▶ Alıştırma Görevi:
Aşağıdaki dava süresi ve imar planlarıyla ilgili metinde “Kamu düzeninden olan” sözleriyle başlayıp “alınması gerektiği vurgulanmıştır.” sözlerine kadar süren bölümü hiçbir değişiklik yapmadan birebir aktarın.

▶ Okuma Parçası:

((

Kamu düzeninden olan ve hak düşürücü nitelik taşıyan dava
süresi, 2577 sayılı İdari Yargılama Usulü Kanununun 14. ve 15. maddelerinde ilk
inceleme konuları arasında sayılmış, süresinde açılmadığının tespiti halinde
esasa girilmeden süre aşımı yönünden davanın reddine karar verileceği
belirtilmiş, davanın süresinde açılıp açılmadığı hususunun yargılamanın her
aşamasında dikkate alınması gerektiği vurgulanmıştır.
Kanunun 8. maddesinde dava süresine ilişkin genel esaslar düzenlenmiş,
7. maddesinde, ilanı gereken düzenleyici işlemlerde dava süresinin ilan
tarihini izleyen günden itibaren başlayacağı, ancak bu işlemlerin uygulanması
üzerine ilgililerin düzenleyici işlem veya uygulanan işlem yahut her ikisi
aleyhine birden dava açabilecekleri hüküm altına alınmış, ilanı gereken
düzenleyici işlemler yönünden ilgililere uygulama üzerine dava açma olanağı
tanınmıştır.
Ayrıca, Kanunun 10, 11, 12 ve 13. maddelerinde de, başvuru
üzerine idari makamların suskun kalması, üst makamlara başvuru, iptal ve tam
yargı davalarının birlikte açılması, iptal davası sonrasında tam yargı davası
açılması, doğrudan doğruya tam yargı davası açılması hallerinde dava süresine
ilişkin düzenleme yapılmıştır.
Özel Kanun olan 3194 sayılı İmar Kanunu’nun, “Planların
hazırlanması ve yürürlüğe konulması” başlıklı 8. maddesinin (b) bendinde, “İmar
Planları; Nazım İmar Planı ve Uygulama İmar Planından meydana gelir. Mevcut ise
bölge planı ve çevre düzeni plan kararlarına uygunluğu sağlanarak, belediye
sınırları içinde kalan yerlerin nazım ve uygulama imar planları ilgili belediyelerce
yapılır veya yaptırılır. Planlar, belediye meclisince onaylanarak yürürlüğe girer.
Bu planlar onay tarihinden itibaren belediye başkanlığınca tespit edilen ilan yerlerinde
ve ilgili idarelerin internet sayfalarında bir ay süreyle eş zamanlı olarak
ilan edilir. Bir aylık ilan süresi içinde planlara itiraz edilebilir. Belediye
başkanlığınca belediye meclisine gönderilen itirazlar ve planları belediye
meclisi on beş gün içinde inceleyerek kesin karara bağlar. Belediye ve mücavir alan dışında kalan
yerlerde yapılacak planlar valilik veya ilgilisince yapılır veya yaptırılır. Valilikçe
uygun görüldüğü takdirde onaylanarak yürürlüğe girer. Onay tarihinden itibaren
valilikçe tespit edilen ilan yerinde ve ilgili idarelerin internet sayfalarında
bir ay süreyle eş zamanlı olarak ilan edilir. Bir aylık ilan süresi içinde
planlara itiraz edilebilir. İtirazlar valiliğe yapılır, valilik itirazları ve planları
on beş gün içerisinde inceleyerek kesin karara bağlar…” kuralına yer
verilmiştir.

))

▶ Veri Kümesinden Kesitler:
((

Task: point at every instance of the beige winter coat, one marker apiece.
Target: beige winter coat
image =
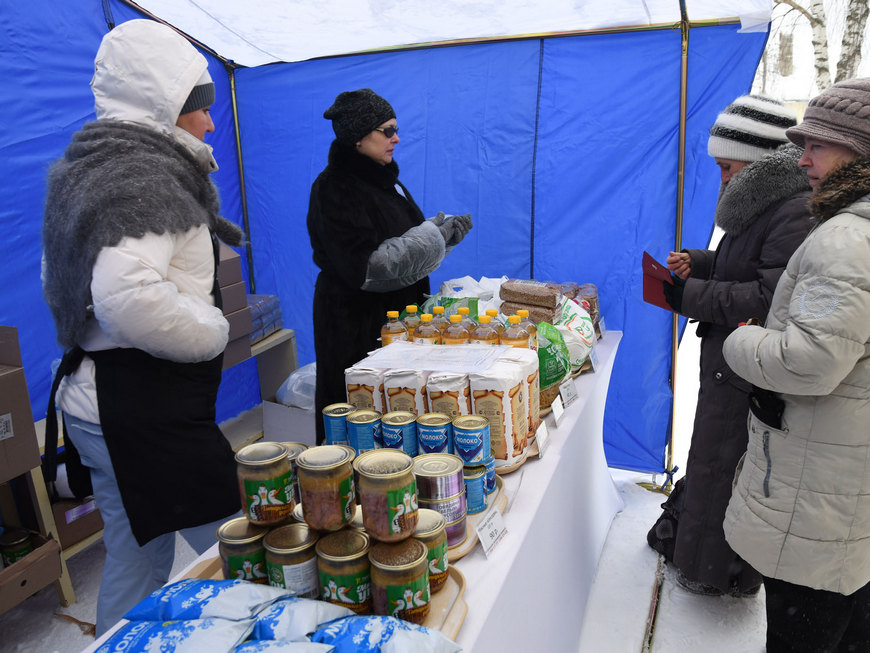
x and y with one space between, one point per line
800 509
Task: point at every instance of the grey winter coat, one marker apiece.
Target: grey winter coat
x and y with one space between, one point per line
764 214
800 511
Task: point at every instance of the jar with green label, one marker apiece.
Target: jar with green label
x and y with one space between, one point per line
327 488
432 531
240 544
388 494
265 482
343 567
291 560
400 579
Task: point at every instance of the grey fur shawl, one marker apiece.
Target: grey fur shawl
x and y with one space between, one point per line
762 183
115 180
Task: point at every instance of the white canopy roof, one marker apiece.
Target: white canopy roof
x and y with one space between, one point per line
259 32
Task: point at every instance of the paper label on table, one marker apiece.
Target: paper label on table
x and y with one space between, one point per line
568 391
491 530
542 437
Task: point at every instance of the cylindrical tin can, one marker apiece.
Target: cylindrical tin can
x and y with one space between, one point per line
293 451
475 488
364 430
388 494
343 565
471 438
435 433
439 475
489 483
399 431
240 544
452 508
265 476
291 560
335 422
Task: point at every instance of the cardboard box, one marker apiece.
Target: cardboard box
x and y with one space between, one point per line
30 574
19 451
75 520
230 268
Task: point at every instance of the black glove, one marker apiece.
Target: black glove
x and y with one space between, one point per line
674 293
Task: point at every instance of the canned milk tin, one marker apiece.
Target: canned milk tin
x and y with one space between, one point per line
335 422
399 431
435 433
364 430
471 438
475 479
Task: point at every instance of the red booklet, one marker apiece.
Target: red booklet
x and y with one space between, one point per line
653 275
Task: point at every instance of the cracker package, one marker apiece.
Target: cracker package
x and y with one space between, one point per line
498 394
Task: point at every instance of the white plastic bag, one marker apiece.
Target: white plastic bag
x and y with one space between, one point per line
298 389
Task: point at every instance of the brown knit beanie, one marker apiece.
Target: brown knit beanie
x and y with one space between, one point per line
839 115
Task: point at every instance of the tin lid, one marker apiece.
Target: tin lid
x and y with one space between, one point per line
434 419
429 522
342 546
261 453
365 416
434 465
470 422
383 463
291 538
399 555
399 418
240 531
327 456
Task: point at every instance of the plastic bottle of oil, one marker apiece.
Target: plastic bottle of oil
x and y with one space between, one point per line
393 330
529 326
484 333
426 331
438 318
515 335
411 319
456 333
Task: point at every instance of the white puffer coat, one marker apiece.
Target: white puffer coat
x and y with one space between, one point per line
800 509
154 292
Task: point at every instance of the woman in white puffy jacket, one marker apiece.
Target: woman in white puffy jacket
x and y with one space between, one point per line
130 260
800 508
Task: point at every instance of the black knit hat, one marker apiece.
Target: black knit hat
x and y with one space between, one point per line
356 113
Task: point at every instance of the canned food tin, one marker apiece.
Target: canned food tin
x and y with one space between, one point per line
452 508
399 431
265 476
435 433
343 565
439 475
335 422
364 430
471 438
475 489
240 544
291 560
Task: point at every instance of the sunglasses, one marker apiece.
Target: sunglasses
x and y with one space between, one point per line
389 132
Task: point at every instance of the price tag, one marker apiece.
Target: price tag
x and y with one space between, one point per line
542 437
491 530
568 391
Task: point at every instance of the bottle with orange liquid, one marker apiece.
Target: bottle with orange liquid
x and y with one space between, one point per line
515 335
484 333
426 331
393 330
455 333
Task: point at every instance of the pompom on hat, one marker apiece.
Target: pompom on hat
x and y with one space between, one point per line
356 113
839 115
750 128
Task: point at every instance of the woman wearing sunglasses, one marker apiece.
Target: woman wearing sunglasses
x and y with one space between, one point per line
371 242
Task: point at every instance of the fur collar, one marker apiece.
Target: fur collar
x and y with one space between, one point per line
842 187
762 183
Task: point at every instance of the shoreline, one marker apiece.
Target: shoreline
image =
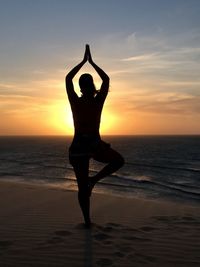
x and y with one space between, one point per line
129 195
40 226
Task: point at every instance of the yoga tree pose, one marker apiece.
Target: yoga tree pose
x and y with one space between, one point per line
87 142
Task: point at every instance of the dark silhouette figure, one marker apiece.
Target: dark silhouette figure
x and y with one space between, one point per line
87 142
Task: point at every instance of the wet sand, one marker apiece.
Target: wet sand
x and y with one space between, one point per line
40 226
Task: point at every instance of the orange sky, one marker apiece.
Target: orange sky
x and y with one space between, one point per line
151 54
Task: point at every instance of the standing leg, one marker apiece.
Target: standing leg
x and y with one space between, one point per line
81 169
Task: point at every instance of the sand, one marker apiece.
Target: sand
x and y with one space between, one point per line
40 226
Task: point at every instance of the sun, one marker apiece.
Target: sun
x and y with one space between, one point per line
60 118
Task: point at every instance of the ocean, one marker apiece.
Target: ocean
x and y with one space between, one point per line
156 167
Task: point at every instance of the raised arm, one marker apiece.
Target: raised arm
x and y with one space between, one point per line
105 78
69 83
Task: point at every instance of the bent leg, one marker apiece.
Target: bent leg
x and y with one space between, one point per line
114 160
81 168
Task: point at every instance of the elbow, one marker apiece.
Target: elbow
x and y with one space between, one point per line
106 79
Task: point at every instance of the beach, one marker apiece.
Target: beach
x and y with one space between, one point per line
43 226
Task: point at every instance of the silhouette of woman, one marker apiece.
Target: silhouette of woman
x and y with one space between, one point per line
87 142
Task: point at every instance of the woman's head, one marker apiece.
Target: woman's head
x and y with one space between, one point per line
87 86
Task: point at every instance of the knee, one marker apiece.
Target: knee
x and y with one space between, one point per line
83 193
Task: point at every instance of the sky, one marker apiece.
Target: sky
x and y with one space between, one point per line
149 48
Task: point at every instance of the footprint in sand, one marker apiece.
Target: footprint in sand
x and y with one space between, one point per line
101 237
55 240
5 244
104 262
63 233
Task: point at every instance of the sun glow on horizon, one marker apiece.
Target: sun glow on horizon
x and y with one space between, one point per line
61 120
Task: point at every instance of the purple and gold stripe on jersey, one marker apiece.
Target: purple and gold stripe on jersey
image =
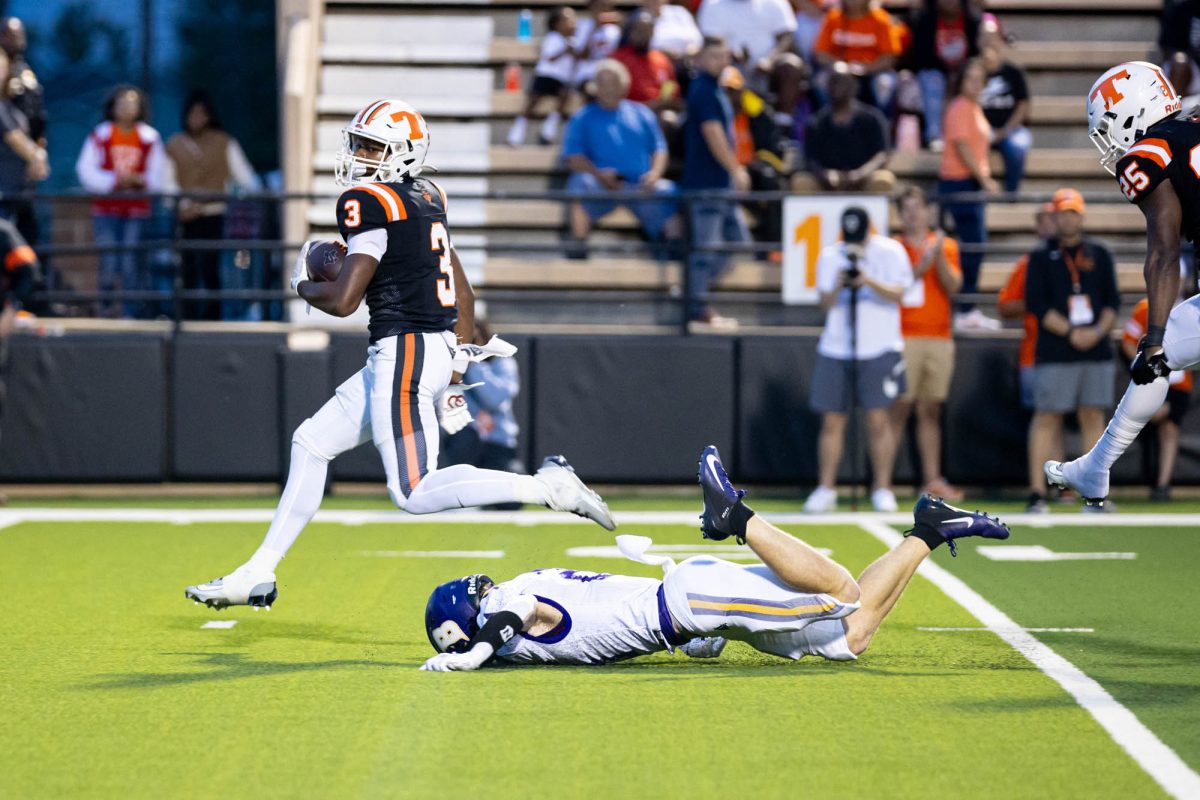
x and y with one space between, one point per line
799 607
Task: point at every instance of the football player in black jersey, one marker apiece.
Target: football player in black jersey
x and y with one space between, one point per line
421 322
1135 118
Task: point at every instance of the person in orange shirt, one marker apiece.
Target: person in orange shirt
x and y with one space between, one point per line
865 38
1179 396
1011 305
925 325
965 169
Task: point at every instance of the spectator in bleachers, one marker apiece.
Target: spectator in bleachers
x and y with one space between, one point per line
121 156
1011 305
810 17
1006 103
925 316
1179 396
490 441
23 161
863 37
875 364
846 143
616 144
676 31
711 163
945 36
553 77
203 157
965 169
759 145
652 77
24 90
759 34
1071 286
597 37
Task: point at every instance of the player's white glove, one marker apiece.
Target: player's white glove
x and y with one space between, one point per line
451 662
300 269
453 411
709 648
466 354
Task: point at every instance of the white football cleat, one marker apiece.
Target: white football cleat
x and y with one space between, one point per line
239 588
569 493
1069 475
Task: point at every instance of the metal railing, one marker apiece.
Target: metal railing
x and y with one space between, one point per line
168 296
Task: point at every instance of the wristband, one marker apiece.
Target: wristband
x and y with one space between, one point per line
1153 336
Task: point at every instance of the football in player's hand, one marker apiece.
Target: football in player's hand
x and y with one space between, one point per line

))

▶ Çözümlü Örnek:
Kamu düzeninden olan ve hak düşürücü nitelik taşıyan dava
süresi, 2577 sayılı İdari Yargılama Usulü Kanununun 14. ve 15. maddelerinde ilk
inceleme konuları arasında sayılmış, süresinde açılmadığının tespiti halinde
esasa girilmeden süre aşımı yönünden davanın reddine karar verileceği
belirtilmiş, davanın süresinde açılıp açılmadığı hususunun yargılamanın her
aşamasında dikkate alınması gerektiği vurgulanmıştır.